##### Data provided #####

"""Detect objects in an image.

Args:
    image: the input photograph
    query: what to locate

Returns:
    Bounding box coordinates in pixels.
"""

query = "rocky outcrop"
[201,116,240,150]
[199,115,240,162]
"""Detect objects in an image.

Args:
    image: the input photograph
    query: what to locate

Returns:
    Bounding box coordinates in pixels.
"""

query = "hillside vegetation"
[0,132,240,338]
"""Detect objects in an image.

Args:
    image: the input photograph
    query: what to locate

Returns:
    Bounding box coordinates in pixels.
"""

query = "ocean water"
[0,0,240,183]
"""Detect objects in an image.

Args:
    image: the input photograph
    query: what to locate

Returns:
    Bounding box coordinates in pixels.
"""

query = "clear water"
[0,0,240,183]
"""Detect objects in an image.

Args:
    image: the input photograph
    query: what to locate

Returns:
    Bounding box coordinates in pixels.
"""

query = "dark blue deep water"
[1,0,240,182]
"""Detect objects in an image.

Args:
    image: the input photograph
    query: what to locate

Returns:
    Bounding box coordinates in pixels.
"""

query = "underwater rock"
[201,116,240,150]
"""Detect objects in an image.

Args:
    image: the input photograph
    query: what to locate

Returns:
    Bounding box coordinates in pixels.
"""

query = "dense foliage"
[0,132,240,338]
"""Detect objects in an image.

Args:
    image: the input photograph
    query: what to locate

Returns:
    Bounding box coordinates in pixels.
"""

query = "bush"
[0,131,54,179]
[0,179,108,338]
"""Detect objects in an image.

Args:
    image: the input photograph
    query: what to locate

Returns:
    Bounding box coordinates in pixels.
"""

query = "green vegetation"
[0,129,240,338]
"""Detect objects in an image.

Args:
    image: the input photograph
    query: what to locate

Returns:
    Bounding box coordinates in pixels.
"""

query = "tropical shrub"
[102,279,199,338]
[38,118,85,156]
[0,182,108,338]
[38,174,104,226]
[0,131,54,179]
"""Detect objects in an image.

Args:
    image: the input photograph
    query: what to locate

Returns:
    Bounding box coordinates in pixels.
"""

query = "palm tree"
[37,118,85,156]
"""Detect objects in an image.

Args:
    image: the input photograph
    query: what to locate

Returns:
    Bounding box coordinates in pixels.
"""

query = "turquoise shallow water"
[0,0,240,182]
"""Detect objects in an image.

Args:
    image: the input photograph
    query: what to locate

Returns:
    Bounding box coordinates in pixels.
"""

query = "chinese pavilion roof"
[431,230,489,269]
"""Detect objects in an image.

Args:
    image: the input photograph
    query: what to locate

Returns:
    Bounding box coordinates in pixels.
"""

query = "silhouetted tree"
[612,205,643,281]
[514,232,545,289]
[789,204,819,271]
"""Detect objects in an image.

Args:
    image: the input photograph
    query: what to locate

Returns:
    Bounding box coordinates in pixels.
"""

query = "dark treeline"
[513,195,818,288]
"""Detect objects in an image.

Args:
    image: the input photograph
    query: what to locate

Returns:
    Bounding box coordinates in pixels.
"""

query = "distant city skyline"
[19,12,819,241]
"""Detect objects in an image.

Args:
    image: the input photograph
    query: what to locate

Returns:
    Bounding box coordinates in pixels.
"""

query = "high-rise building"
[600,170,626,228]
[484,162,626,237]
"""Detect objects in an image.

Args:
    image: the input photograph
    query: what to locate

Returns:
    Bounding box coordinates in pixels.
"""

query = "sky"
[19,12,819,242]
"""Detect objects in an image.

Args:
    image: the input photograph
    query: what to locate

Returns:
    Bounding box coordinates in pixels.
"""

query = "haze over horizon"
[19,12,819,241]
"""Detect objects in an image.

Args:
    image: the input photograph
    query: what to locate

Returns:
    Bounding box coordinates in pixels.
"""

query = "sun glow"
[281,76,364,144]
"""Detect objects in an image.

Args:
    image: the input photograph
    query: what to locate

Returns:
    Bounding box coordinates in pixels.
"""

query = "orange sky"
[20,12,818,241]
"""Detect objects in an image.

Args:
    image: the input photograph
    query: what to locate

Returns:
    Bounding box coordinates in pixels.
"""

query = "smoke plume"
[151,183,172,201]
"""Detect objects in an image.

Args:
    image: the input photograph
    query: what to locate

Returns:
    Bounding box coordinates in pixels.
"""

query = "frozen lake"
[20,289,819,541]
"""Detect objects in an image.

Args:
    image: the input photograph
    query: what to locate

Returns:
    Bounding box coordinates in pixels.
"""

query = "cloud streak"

#####

Directions for this task: Rewrite the data above, replacing each "input photograph" with "source image" and leaving everything else unchanged.

Response below:
"""Detect objects in an image.

Args:
    image: the source image
    query: what to locate

Returns:
    Bounding box coordinates in pixels.
"""

query = "rocky outcrop"
[201,116,240,150]
[199,115,240,162]
"""Detect objects in an image.

Args:
    image: the source image
    query: what to locate

Returns:
    Bounding box coordinates in pixels.
"""

query = "hillside vegetation"
[0,132,240,338]
"""Detect objects in an image.

Args:
    image: the source image
    query: what to locate

Returns:
    Bounding box coordinates in pixels.
"""

query = "ocean water"
[0,0,240,183]
"""Detect objects in an image.

Args:
    image: the source image
    query: what to locate

Returns:
    Bounding box coordinates in pixels.
"""

query = "clear water"
[0,0,240,183]
"""Detect objects in an image.

Args:
    image: the source image
    query: what to locate

Returns:
    Bounding box coordinates in pixels.
"""

query = "dark blue deep water"
[1,0,240,182]
"""Detect objects in an image.

Args:
    image: the source image
    query: what to locate

Returns:
    Bounding box coordinates in pixels.
"""

query = "underwater rock"
[201,116,240,150]
"""Detect objects in an image.

Args:
    image: the source image
    query: what to locate

Returns:
    Bounding box coordinates in pixels.
"""

query = "dense foliage"
[0,132,240,338]
"""Detect objects in an image.

Args:
    image: the source image
    query: what to locate

Returns:
    Bounding box coordinates in pixels.
"""

query = "bush"
[0,131,54,179]
[0,179,108,338]
"""Detect objects in an image.

Args:
    image: the source image
    query: what to locate

Returns:
    Bounding box coordinates in pixels.
"""

query = "green vegetation"
[0,129,240,338]
"""Detect objects in an image.

Args:
    image: the source image
    query: what to locate

Returns:
    Bounding box coordinates in pixels.
"""

query = "tropical shrub"
[102,279,199,338]
[38,118,85,156]
[0,182,108,338]
[38,174,104,226]
[0,131,54,179]
"""Detect objects in an image.

Args:
    image: the source image
    query: what to locate

Returns:
    Bounding box coordinates in pixels.
"""

query = "palm tree"
[37,118,85,156]
"""Detect objects in an image.

Args:
    image: the source image
    query: what to locate

Returns:
    Bounding box coordinates in pixels.
"""

query = "turquoise shallow water"
[0,0,240,182]
"""Detect objects in an image.

Args:
    image: the source image
    query: what to locate

Returns:
    Bounding box coordinates in pixels.
"""

query = "chinese pavilion roof"
[431,230,489,269]
"""Detect objects in an image.

Args:
    image: the source image
    query: what to locate

Returns:
    Bounding box coordinates in pixels.
"""

query = "silhouetted tree"
[612,205,643,281]
[514,232,545,289]
[789,204,819,271]
"""Detect objects in an image.

Args:
    image: the source image
    query: what to locate

Returns:
    Bounding box coordinates in pixels.
"""

query = "dark treeline"
[513,195,818,288]
"""Detect objects in an image.

Args:
    image: the source image
    query: what to locate

Returns:
    Bounding box coordinates in pixels.
"""

query = "distant city skyline"
[19,12,819,241]
"""Detect objects in an image.

Args:
    image: the source image
    query: what to locate

Returns:
    Bounding box coordinates in pixels.
"""

query = "high-rise building"
[600,170,626,228]
[484,162,626,237]
"""Detect objects in an image.

Args:
    image: the source image
    query: what to locate

Returns:
    Bounding box coordinates in pixels.
"""

query = "sky"
[19,12,819,242]
"""Detect objects in an image.

Args:
    image: the source image
    query: what to locate

Returns:
    Bounding box coordinates in pixels.
"""

query = "haze over horizon"
[19,12,819,241]
"""Detect objects in an image.

Args:
    image: the source image
    query: what to locate

Returns:
    Bounding box coordinates in pixels.
"""

query = "sun glow"
[281,76,364,144]
"""Detect objects in an image.

Args:
    image: the source image
    query: what to locate

Returns:
    Bounding box coordinates in pixels.
"""

query = "orange sky"
[20,12,818,241]
"""Detect objects in an image.

Args:
    image: the source image
    query: what to locate

Returns:
    Bounding box coordinates in pixels.
"""

query = "smoke plume"
[151,183,172,201]
"""Detect objects in an image.

Args:
    image: the source image
    query: what to locate

Returns:
    Bounding box coordinates in pixels.
"""

query = "frozen lake"
[20,289,819,541]
"""Detect objects in an image.

Args:
    image: the source image
    query: what to locate

Returns:
    Bounding box coordinates in pixels.
"""

query = "cloud streak"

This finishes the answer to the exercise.